WORK INSTRUCTION
Beginning at the line containing "# Target: palm tree trunk" in the material below and ending at the line containing "# Target: church building", return each line exactly and add nothing.

BEGIN ENTRIES SUPPLIED

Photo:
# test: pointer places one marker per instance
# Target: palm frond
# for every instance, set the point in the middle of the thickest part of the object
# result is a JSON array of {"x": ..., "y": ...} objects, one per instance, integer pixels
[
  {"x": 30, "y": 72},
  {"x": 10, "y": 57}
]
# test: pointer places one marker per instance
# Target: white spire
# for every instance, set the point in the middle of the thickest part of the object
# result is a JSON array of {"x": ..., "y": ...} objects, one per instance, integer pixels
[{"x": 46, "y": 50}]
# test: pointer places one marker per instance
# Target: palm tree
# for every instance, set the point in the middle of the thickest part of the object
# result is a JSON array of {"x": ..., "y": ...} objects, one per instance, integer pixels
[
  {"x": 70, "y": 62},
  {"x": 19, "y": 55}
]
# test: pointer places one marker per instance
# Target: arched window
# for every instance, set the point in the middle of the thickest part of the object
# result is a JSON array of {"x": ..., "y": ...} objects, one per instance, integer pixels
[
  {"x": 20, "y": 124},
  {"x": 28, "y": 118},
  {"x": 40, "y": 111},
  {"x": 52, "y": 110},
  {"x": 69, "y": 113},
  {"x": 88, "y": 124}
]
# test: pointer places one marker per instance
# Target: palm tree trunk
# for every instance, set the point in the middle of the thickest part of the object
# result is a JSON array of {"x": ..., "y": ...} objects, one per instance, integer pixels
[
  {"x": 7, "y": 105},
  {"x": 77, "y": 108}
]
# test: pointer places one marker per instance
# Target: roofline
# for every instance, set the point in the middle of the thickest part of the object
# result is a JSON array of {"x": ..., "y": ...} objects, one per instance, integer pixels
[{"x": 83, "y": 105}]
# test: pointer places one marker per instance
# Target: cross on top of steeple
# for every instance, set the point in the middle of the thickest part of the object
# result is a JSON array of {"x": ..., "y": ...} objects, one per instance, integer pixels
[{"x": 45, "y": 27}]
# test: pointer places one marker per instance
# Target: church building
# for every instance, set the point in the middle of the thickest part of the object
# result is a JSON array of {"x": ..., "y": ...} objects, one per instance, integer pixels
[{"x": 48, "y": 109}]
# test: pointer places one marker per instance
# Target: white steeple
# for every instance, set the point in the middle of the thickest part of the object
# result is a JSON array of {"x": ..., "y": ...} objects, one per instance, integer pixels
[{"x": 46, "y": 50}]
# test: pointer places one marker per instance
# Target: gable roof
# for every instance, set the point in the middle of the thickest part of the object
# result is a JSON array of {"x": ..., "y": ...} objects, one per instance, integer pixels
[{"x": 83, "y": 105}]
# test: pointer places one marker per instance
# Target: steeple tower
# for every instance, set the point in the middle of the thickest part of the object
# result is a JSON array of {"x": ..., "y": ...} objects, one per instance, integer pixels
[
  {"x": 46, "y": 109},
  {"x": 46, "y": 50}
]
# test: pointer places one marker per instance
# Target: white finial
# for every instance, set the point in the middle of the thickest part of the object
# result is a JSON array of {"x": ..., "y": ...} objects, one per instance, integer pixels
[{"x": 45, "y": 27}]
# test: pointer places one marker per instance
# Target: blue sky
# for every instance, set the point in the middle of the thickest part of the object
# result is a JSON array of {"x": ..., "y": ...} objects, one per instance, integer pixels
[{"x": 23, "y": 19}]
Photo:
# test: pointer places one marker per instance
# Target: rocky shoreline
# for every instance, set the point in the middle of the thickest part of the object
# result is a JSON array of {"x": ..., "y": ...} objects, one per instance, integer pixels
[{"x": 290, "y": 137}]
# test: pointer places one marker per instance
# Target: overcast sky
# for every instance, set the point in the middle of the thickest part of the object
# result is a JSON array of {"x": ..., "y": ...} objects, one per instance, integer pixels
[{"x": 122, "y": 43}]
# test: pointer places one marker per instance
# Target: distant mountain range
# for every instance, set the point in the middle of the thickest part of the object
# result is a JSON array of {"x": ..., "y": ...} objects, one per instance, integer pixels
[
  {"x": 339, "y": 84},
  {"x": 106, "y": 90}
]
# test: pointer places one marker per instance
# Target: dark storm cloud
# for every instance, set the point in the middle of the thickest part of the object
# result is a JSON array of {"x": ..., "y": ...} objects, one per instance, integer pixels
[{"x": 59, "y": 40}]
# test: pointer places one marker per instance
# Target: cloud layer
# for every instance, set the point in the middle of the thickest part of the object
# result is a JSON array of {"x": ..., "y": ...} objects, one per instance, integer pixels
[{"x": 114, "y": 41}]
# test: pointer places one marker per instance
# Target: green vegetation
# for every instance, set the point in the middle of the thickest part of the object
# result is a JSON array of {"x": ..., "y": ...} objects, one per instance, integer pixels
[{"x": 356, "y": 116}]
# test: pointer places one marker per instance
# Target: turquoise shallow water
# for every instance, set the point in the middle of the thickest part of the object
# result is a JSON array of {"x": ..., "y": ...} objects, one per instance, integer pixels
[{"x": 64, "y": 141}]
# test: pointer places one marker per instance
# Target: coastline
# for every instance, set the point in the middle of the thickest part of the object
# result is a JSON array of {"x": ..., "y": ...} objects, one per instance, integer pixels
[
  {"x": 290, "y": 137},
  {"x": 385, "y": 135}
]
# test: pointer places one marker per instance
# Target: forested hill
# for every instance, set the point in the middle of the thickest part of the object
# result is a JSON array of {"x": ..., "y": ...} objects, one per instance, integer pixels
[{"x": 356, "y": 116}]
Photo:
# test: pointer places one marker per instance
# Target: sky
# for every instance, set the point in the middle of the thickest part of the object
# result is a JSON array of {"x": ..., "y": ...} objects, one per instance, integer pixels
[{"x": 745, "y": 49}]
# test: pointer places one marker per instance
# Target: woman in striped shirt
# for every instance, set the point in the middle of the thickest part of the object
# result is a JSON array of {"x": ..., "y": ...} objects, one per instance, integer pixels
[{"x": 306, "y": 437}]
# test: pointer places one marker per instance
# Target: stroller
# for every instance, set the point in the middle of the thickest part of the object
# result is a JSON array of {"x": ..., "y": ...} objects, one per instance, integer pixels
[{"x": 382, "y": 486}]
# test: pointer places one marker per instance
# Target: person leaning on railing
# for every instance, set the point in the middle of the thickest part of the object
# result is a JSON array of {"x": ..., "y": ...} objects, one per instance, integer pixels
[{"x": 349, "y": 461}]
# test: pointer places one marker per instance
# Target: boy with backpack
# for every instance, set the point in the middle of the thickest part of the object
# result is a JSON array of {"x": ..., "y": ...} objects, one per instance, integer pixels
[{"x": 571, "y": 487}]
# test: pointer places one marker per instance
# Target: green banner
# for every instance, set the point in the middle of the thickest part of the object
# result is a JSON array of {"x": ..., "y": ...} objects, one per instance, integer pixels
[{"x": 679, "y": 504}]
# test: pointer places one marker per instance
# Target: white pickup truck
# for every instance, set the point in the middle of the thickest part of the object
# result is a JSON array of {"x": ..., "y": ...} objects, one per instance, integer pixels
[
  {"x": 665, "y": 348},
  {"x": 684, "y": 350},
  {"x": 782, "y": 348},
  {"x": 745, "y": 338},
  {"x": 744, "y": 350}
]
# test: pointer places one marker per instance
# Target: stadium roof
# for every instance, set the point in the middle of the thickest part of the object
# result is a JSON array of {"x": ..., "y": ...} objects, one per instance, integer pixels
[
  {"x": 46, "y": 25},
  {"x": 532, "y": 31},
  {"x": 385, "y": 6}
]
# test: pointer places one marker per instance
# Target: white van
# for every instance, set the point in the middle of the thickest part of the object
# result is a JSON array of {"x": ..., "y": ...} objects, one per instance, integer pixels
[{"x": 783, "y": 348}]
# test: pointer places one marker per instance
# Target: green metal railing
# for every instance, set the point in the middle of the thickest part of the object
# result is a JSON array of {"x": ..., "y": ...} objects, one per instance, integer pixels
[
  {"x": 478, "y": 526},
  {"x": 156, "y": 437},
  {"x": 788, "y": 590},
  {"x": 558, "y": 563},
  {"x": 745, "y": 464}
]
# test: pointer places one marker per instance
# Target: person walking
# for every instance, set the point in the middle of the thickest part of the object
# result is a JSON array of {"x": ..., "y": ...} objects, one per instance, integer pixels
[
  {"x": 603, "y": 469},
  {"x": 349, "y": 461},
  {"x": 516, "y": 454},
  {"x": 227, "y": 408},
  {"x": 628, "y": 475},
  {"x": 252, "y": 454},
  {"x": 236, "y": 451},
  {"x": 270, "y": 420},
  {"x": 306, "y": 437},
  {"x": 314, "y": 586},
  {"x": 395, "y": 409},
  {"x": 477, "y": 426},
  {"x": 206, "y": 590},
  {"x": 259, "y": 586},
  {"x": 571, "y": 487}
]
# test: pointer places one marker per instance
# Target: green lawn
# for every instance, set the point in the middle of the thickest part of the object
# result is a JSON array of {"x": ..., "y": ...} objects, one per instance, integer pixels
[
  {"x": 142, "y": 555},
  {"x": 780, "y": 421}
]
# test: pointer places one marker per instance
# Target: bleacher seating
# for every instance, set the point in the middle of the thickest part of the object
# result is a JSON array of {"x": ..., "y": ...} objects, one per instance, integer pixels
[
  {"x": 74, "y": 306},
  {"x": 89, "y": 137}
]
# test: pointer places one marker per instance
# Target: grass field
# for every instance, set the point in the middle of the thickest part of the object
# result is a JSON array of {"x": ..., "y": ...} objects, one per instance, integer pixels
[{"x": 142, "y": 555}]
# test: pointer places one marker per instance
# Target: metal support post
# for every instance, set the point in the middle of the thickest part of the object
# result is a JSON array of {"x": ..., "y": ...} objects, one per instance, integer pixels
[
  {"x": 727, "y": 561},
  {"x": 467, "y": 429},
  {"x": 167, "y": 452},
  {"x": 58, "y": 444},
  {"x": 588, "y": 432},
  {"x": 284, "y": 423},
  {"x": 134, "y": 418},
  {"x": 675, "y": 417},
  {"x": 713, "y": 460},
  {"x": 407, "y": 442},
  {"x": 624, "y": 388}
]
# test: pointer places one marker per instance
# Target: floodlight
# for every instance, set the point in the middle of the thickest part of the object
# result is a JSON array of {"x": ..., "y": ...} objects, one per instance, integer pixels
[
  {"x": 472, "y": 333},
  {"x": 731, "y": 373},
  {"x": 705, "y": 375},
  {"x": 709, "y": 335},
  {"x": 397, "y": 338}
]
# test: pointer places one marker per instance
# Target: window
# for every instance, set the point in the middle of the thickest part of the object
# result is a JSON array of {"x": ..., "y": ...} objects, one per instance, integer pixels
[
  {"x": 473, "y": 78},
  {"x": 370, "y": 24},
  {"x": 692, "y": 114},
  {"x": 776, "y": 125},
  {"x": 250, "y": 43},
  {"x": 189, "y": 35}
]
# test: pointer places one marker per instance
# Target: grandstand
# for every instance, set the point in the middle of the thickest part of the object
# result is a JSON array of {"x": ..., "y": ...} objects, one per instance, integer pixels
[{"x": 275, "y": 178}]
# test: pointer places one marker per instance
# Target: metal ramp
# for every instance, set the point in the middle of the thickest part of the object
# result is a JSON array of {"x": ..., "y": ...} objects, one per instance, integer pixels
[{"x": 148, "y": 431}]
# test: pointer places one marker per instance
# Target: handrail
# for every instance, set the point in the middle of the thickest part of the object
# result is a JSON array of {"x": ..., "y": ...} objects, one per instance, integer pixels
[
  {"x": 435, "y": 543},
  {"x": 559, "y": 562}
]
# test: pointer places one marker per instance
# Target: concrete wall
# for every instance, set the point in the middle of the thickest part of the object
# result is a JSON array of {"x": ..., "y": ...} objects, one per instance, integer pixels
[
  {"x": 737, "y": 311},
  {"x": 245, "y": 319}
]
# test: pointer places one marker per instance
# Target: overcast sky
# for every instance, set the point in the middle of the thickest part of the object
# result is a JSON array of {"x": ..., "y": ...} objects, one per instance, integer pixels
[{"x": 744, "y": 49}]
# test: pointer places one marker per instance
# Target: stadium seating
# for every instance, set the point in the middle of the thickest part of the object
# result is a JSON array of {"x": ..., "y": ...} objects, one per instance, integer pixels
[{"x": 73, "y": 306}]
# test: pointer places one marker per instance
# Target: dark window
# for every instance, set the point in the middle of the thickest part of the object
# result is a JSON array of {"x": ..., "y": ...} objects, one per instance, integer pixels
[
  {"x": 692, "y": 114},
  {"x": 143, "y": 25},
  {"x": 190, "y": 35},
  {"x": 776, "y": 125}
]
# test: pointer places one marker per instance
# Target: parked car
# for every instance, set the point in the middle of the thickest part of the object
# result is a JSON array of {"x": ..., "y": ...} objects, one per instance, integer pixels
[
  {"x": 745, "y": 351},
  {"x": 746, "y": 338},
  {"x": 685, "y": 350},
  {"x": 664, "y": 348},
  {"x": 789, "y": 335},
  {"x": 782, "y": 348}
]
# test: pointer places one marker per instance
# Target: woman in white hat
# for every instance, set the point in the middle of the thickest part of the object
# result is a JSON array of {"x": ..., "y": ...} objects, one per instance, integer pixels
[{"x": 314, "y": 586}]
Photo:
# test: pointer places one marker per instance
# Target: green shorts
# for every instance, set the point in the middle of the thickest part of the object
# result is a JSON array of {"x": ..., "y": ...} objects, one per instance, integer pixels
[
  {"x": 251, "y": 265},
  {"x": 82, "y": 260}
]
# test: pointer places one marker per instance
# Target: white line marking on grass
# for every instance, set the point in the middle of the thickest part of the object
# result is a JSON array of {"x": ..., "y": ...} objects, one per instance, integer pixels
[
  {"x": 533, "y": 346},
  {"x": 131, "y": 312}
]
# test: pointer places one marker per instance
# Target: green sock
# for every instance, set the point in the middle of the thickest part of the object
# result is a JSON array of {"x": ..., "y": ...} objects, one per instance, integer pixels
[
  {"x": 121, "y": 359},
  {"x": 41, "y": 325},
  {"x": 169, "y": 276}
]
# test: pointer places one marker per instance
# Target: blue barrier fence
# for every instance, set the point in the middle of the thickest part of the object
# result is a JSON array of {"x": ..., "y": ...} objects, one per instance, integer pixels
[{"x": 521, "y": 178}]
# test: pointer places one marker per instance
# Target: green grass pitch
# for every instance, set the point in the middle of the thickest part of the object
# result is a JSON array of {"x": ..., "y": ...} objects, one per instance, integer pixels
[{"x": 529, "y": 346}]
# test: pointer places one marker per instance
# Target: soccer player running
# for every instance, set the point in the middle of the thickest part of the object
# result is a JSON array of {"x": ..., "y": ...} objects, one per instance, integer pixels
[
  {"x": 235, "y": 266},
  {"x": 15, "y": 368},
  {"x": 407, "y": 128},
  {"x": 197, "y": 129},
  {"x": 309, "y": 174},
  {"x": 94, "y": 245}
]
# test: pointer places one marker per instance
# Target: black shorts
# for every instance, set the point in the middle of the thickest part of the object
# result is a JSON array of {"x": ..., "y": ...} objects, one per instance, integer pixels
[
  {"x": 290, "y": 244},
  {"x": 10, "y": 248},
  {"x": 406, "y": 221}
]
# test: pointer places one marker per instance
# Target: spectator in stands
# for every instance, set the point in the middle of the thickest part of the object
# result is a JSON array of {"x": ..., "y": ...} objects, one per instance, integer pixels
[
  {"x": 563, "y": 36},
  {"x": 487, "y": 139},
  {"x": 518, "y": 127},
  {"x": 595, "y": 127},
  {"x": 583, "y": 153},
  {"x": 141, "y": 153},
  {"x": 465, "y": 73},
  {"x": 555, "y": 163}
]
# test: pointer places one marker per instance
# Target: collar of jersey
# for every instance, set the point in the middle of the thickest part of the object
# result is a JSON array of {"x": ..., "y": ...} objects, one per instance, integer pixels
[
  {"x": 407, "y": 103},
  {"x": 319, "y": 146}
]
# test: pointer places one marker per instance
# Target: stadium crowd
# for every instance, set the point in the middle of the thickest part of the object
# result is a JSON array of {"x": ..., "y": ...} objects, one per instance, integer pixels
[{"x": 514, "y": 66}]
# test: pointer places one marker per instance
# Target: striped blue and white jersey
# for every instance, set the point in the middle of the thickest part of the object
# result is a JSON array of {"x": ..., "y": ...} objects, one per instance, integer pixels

END ENTRIES SUPPLIED

SOLUTION TO THE EXERCISE
# Target: palm tree trunk
# for every instance, set the point in the middle of the thickest part of the object
# result is a JSON array of {"x": ..., "y": ...} objects, one per instance, integer pixels
[
  {"x": 7, "y": 105},
  {"x": 77, "y": 108}
]
# test: pointer places one marker per instance
# Target: roofline
# for every instance, set the point in the middle of the thickest part of the object
# result is a JSON array of {"x": ..., "y": ...} objects, one per instance, integer pixels
[{"x": 83, "y": 105}]
# test: pointer places one marker per instance
# Target: cross on top of steeple
# for every instance, set the point in the middle of the thickest part of the object
# result is a JSON array of {"x": ..., "y": ...} objects, one per instance, integer pixels
[{"x": 45, "y": 27}]
# test: pointer places one marker per instance
# Target: church building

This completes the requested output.